La fin de la Russie des années 2010-2020

La fin de la Russie des années 2010-2020

Le retrait militaire russe de Kherson ne peut être médiatiquement contrôlé pour réduire son impact même s’il répond à de solides considérations tactiques. Ce retrait sera perçu et vécu comme une immense victoire par l’empire car c’est non seulement la bataille la plus décisive de la guerre en Ukraine mais son aboutissement.

La stratégie russe souffre depuis le début de ce conflit d’un nombre incalculables d’incohérences et de lacunes. Classée comme seconde puissance militaire mondiale sur le papier avant la guerre, la Russie a été incapable de neutraliser, réduire ou occuper Kharkov, la deuxième plus grande ville d’Ukraine, pourtant située à 30 km des frontières russes et donc à portée de l’ensemble de l’artillerie russe en territoire fédéral. Certains analystes argueront que ce n’est pas avec dix mille hommes que l’on peut occuper une grande ville de plusieurs millions d’habitants, soit. Cependant, Baghdad, une capitale de cinq millions d’habitants avait bien été occupée par une seule brigade en 2003.
━━━━━━━━━━━━━━━━
* CONSIGNE DE TRAVAIL: Poursuivez le texte sur le retrait russe de Kherson après sa dernière phrase. Les enregistrements ci-dessous n'ont aucun rapport avec le texte sur le retrait russe de Kherson.

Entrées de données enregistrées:
━━━━━━━━━━━━━━━━
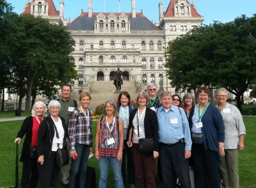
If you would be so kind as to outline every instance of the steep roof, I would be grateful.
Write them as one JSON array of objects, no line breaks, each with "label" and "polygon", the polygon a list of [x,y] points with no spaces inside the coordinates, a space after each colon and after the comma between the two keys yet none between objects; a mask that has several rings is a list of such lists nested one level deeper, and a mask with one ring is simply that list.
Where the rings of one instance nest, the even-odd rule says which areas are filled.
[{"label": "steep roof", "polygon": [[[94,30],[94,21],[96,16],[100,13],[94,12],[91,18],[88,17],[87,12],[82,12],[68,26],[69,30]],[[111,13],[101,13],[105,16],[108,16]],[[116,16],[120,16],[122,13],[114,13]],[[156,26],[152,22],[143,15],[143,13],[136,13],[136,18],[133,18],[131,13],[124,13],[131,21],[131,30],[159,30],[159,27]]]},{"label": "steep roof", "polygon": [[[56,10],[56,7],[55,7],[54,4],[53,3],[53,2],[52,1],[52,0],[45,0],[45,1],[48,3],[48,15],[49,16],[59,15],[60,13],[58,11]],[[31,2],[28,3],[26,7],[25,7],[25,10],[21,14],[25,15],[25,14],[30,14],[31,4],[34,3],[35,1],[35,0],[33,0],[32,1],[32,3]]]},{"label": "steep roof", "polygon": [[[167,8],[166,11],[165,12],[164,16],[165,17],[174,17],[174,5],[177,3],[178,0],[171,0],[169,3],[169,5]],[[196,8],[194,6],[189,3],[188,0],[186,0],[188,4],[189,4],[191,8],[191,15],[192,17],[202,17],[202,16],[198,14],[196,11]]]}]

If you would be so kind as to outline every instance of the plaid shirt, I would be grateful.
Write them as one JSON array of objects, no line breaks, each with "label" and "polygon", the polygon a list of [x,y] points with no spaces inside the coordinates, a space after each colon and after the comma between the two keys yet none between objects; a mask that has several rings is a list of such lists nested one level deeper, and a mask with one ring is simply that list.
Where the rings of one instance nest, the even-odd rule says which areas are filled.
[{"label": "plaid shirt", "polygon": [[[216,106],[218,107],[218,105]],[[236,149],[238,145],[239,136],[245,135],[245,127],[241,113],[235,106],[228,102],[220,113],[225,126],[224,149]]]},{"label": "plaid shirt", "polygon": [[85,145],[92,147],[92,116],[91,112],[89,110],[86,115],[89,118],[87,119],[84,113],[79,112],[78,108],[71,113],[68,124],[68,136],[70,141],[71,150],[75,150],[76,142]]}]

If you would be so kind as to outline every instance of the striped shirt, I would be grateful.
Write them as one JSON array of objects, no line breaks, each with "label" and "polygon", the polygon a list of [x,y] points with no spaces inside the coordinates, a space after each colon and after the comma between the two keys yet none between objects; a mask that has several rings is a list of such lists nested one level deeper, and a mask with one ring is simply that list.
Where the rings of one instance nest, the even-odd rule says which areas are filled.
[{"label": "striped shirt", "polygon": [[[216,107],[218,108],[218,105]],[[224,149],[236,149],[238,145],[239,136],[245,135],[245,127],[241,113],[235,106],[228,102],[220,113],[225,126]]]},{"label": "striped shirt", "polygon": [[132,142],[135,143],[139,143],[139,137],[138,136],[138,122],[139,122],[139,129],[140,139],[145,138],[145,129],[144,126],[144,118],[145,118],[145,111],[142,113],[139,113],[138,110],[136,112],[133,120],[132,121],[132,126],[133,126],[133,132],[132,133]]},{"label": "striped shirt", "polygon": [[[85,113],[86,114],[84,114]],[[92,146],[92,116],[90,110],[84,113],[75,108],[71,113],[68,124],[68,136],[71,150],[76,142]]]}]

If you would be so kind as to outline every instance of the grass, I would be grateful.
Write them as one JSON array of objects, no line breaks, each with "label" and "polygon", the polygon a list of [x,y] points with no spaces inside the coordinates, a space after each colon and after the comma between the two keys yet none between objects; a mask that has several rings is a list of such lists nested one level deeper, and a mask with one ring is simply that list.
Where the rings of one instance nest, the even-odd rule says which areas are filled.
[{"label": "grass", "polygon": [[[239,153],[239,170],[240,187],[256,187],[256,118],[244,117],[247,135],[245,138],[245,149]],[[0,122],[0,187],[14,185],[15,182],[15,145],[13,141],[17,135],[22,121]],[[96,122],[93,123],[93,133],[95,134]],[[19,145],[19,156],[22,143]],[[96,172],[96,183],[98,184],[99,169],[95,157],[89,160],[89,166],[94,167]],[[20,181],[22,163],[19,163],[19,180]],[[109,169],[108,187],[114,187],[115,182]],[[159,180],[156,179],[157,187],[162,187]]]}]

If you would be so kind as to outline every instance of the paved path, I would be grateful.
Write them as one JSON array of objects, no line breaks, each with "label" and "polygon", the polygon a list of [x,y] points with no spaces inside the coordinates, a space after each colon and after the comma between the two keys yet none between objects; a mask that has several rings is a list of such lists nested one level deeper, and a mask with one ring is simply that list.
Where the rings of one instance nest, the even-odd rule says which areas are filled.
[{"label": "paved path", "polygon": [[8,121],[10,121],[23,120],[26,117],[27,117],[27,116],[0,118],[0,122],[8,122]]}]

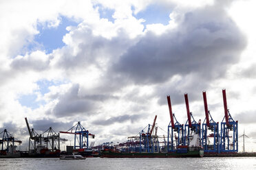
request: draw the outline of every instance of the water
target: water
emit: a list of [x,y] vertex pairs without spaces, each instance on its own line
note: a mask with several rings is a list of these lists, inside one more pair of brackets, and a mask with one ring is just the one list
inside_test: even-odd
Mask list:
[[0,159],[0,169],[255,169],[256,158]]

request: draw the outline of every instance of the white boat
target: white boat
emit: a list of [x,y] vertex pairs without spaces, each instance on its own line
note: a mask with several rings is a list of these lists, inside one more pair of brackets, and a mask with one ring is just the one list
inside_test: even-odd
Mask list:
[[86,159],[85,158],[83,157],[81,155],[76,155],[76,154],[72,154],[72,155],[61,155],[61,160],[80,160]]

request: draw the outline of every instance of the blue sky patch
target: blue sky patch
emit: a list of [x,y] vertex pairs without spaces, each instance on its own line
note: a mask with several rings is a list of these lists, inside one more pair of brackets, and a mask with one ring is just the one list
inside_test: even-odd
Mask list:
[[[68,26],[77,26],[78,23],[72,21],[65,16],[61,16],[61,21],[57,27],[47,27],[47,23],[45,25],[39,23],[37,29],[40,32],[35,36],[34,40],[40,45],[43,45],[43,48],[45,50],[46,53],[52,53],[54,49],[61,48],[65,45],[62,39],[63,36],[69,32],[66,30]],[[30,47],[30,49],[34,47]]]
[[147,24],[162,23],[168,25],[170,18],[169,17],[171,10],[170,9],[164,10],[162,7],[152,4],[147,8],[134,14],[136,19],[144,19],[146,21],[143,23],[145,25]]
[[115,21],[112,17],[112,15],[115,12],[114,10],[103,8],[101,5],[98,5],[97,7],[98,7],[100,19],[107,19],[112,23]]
━━━━━━━━━━━━━━━━
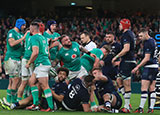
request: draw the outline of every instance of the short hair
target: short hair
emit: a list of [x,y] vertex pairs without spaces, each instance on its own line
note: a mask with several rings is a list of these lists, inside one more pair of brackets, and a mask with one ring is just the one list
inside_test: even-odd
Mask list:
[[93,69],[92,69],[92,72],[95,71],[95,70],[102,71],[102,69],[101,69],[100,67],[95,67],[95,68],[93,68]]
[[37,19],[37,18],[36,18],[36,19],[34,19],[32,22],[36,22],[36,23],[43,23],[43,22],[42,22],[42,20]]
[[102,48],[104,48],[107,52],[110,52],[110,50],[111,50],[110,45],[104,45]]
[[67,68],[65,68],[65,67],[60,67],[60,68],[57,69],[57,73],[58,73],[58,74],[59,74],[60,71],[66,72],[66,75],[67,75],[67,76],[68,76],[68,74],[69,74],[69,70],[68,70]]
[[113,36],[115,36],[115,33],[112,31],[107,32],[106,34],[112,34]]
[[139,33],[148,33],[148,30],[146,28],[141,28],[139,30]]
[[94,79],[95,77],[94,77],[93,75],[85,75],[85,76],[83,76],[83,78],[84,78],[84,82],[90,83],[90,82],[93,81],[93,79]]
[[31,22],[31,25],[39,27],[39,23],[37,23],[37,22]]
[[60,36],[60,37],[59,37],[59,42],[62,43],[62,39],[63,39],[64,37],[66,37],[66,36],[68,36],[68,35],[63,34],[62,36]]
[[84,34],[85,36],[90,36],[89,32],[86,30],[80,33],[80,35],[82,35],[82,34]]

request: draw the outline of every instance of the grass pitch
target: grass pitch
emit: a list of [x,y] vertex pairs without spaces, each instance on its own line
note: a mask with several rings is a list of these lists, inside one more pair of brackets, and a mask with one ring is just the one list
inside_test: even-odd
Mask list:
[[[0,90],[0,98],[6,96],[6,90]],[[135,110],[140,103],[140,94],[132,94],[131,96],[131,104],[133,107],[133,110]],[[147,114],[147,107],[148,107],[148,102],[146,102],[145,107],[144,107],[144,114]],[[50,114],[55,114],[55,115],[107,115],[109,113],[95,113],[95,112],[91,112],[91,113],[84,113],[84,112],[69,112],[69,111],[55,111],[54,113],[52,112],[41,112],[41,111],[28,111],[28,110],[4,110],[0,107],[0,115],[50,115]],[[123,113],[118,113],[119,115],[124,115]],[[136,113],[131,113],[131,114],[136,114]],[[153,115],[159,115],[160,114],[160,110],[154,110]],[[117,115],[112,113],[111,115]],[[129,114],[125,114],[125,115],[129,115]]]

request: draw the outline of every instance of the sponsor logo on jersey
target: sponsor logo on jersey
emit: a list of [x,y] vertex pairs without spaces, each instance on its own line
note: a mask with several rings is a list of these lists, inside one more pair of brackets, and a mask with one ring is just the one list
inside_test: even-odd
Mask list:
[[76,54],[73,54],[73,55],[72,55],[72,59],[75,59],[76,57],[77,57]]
━━━━━━━━━━━━━━━━
* RÉPONSE ATTENDUE:
Les Russes n’ont pas réussi à prendre Kharkov, une ville adjacente de leurs territoires et ont lancé leurs forces loin en profondeur dans une tentative de prendre Kiev sans aucune préparation ni blocus et encore moins une campagne aérienne solidement préparée pour neutraliser la défense aérienne adverse, détruire systématiquement ses infrastructures énergétiques, ses réseaux routiers et ferroviaires, ses télécommunications, ses centres de commandement, les sièges du pouvoir politique et militaire, etc. Le résultat fut catastrophique puisque une colonne russe immense demeura statique près de Kiev en attente d’ordres qui ne parvinrent jamais: cette colonne fut réduite à une lente parade de cibles à cartonner.

Le premier retrait de Jythomyr et de Kiev fut la première défaite russe. Elle ne sera pas la seule. Après s’être redéployé en Ukraine orientale, les forces russes seront contraintes à mener la pire forme de guerre possible: celle le long de lignes de fronts statiques où prédominent les duels d’artillerie. Ce retour en 1914-1918 était de mauvaise augure pour le commandement militaire russe. Sur la défensive, les Russes finirent par perdre du terrain face aux nouvelles troupes ukrainiennes entraînées en Grande-Bretagne, en Allemagne, au Danemark, en Pologne et dans d’autres pays de l’OTAN. Leur deuxième retrait en Ukraine orientale ne laissait subsister aucun doute quand à l’inefficacité de la stratégie russe. L’adhesion des quatre régions de Donetsk, Lugansk, Zapirijia et Kherson à la fédération de Russie n’allait pas changer la donne sur le terrain mais la compliquer davantage puisque le territoire russe allait être abandonné comme ce fut le cas dans des dizaines de localités.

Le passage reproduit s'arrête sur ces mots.